## ACTION ITEM
Your job is to copy the lines from the material that include "shattered".

━━ WORKING DATA ━━

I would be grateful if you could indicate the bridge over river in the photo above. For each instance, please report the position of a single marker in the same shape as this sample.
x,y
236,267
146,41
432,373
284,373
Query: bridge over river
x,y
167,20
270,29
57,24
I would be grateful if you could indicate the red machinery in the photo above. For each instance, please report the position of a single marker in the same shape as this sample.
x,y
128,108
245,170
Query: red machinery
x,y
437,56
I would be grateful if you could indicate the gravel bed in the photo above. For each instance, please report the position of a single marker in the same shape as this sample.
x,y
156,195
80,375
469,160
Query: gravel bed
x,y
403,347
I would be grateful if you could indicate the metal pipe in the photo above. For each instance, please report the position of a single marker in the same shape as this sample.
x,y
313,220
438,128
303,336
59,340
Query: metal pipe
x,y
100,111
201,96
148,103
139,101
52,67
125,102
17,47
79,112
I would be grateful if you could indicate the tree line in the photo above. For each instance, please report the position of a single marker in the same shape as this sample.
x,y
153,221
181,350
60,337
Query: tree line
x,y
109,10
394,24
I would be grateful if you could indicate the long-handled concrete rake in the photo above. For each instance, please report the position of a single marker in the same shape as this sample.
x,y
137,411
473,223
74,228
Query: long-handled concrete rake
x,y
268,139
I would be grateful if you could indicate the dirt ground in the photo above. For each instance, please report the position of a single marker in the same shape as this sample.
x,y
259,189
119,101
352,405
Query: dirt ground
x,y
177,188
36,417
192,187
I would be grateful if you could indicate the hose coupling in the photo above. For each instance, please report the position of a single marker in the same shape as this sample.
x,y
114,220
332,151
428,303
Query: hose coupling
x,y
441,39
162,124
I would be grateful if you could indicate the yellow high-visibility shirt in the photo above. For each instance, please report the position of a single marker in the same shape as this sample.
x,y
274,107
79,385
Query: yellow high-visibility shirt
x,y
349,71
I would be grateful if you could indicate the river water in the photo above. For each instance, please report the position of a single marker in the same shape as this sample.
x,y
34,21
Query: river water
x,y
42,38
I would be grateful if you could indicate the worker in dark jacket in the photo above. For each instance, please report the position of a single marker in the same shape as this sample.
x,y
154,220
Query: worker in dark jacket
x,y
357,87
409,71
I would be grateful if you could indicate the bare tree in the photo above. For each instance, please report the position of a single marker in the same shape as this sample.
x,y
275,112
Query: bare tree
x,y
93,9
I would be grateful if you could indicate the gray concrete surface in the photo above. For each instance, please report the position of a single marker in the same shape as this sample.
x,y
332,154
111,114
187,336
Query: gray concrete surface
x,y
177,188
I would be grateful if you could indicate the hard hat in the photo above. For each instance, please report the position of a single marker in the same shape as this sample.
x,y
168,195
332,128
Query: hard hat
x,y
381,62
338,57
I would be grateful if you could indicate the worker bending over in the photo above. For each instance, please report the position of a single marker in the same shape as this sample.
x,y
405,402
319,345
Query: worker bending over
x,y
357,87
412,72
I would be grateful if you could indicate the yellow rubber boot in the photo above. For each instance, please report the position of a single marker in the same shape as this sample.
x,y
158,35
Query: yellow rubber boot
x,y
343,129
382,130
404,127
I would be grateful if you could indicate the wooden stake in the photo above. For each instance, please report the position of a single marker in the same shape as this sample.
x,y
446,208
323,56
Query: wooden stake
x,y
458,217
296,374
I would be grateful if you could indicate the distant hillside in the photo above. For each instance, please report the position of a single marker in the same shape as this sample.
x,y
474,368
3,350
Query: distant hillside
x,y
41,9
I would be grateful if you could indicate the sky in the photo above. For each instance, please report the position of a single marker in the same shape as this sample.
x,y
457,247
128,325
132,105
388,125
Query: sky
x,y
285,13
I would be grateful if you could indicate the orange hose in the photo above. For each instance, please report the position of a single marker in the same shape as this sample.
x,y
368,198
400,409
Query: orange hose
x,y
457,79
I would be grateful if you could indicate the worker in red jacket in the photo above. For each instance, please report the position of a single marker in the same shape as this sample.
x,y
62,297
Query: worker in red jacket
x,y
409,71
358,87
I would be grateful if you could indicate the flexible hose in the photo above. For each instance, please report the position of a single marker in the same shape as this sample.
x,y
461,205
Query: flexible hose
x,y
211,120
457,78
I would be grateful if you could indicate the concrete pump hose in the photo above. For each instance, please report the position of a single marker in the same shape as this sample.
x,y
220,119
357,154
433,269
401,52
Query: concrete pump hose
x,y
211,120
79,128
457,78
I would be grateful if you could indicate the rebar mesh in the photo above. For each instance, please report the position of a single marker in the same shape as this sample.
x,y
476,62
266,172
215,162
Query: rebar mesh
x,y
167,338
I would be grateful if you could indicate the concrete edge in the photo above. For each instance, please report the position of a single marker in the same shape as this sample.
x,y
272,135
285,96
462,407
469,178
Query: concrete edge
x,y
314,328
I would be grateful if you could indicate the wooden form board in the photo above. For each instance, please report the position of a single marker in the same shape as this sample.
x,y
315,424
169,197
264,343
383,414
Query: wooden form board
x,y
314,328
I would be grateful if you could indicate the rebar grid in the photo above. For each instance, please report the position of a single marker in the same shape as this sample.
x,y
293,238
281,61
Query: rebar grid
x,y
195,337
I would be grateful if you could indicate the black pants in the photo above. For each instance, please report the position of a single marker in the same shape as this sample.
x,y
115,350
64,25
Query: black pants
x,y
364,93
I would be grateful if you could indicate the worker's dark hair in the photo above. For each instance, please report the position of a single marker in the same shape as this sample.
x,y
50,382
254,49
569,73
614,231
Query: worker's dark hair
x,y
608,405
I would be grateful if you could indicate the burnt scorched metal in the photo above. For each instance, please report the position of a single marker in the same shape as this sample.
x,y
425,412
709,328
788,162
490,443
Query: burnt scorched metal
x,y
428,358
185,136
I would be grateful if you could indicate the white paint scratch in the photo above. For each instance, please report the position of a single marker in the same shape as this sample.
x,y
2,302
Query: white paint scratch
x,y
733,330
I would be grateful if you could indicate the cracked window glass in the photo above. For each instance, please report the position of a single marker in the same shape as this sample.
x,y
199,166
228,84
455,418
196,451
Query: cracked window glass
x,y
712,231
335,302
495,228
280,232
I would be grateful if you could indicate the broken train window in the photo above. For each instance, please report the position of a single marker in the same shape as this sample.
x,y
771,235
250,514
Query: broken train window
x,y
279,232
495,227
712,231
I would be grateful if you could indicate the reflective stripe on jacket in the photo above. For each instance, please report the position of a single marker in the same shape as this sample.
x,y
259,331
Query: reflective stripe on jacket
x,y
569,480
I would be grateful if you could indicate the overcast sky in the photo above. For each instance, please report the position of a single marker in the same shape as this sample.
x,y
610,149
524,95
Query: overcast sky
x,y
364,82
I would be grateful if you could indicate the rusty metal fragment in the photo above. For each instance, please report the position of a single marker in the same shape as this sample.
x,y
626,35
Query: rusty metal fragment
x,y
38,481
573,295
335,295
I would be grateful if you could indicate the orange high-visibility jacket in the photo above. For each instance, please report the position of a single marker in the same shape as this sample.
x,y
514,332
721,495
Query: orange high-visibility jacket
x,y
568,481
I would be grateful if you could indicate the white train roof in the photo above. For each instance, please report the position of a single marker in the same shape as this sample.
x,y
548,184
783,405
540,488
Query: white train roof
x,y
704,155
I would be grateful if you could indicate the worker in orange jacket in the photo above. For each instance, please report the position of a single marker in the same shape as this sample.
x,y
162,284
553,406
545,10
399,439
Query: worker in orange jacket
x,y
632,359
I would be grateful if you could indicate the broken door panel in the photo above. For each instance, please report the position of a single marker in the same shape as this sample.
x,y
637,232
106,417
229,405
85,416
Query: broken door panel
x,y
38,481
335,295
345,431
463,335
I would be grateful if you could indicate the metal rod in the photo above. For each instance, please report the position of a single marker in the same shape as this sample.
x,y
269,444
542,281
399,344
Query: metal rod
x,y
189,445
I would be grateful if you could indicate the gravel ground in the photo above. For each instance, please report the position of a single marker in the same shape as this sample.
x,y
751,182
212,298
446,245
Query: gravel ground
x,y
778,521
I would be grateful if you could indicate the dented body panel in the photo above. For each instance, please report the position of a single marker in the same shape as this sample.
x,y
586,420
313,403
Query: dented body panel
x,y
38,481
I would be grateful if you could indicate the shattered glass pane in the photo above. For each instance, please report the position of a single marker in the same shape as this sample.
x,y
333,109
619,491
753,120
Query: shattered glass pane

━━━

## EXERCISE RESPONSE
I would be grateful if you could indicate the shattered glass pane in the photo above. For each instance, please report the position of a single marker in the same shape as this sample.
Query: shattered glass pane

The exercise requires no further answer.